» **Try it**
Retype, word for word, every line of the records below starting at the one that contains "Target: white truck cab" and ending at the one that contains "Target: orange crane boom"; include both of those lines and nothing more.

» **Task inputs**
------------------------------------------------------------------------
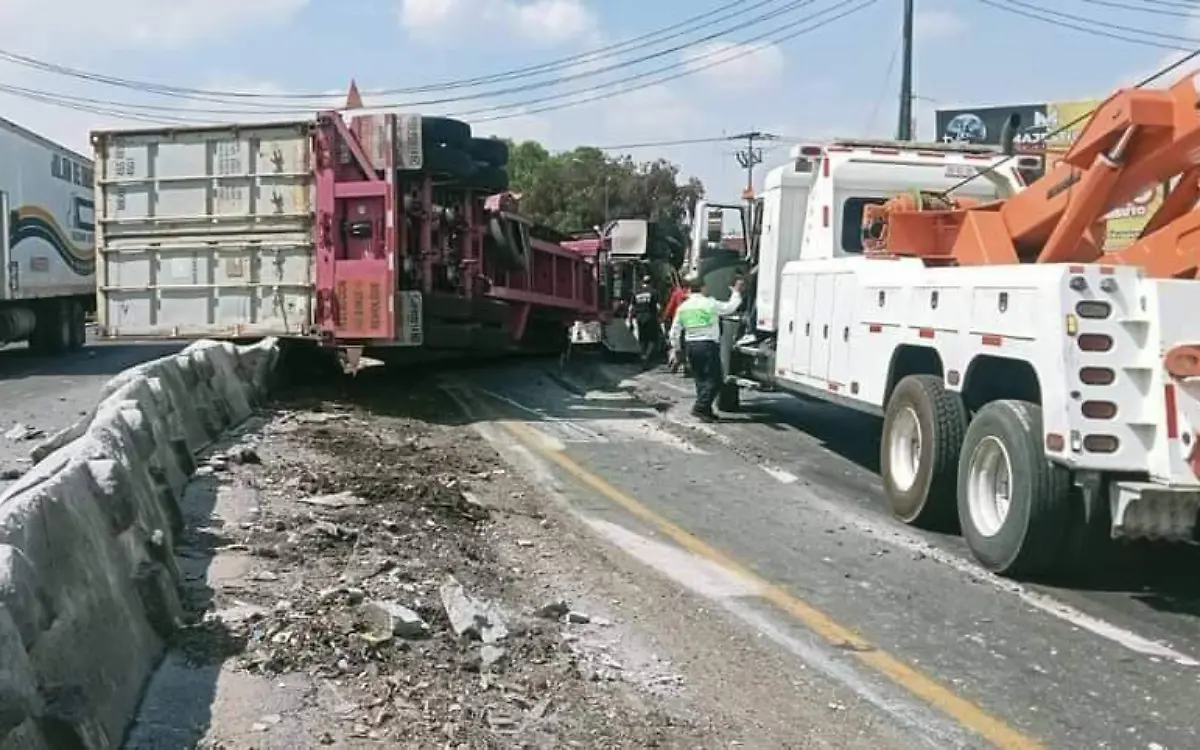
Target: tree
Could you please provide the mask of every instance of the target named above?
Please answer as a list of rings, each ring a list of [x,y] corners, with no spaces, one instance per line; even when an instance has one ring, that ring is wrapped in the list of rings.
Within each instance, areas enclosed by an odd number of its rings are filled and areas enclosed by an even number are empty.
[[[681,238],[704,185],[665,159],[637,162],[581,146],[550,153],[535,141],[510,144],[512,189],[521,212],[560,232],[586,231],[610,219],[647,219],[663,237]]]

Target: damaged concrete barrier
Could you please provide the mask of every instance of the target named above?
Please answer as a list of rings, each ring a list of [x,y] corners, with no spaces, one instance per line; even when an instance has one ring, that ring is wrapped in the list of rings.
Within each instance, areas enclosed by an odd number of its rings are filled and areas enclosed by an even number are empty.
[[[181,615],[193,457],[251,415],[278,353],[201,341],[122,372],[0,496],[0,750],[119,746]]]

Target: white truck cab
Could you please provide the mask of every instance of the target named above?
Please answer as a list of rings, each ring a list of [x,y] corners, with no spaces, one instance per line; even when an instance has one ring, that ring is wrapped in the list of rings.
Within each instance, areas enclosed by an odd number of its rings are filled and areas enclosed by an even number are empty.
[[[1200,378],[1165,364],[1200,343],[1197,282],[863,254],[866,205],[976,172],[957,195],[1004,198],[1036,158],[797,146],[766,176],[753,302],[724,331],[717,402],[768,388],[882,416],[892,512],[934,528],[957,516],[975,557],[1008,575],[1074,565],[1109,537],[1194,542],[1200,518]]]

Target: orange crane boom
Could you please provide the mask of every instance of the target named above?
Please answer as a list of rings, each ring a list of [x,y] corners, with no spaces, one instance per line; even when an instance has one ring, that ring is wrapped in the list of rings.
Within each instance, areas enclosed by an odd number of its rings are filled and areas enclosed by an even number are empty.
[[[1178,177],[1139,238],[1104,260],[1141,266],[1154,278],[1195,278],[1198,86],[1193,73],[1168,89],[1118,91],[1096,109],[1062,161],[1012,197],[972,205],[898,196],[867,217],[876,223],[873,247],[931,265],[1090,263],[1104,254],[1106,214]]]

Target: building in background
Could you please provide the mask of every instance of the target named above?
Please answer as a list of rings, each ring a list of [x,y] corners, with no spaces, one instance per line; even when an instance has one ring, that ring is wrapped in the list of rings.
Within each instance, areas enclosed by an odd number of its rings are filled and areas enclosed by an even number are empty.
------------------------------------------------------------------------
» **Solution**
Target: white truck cab
Could you please provide the mask of every instance of the target named above?
Please answer as a list of rings, each ring a list of [x,y] corners, with no spaces, one instance per line; even when an instance has one ring, that ring is wrapped in the list of rings.
Within each instance, areas enclosed by an odd number of its rings are filled and areas enclosed by an even number are empty.
[[[1200,378],[1165,364],[1200,343],[1197,282],[863,254],[866,205],[976,172],[957,195],[1004,198],[1036,158],[797,146],[766,176],[753,302],[724,331],[717,402],[768,388],[882,416],[892,512],[934,528],[957,516],[975,557],[1008,575],[1074,565],[1109,537],[1194,542],[1200,518]]]

Target: orange crane boom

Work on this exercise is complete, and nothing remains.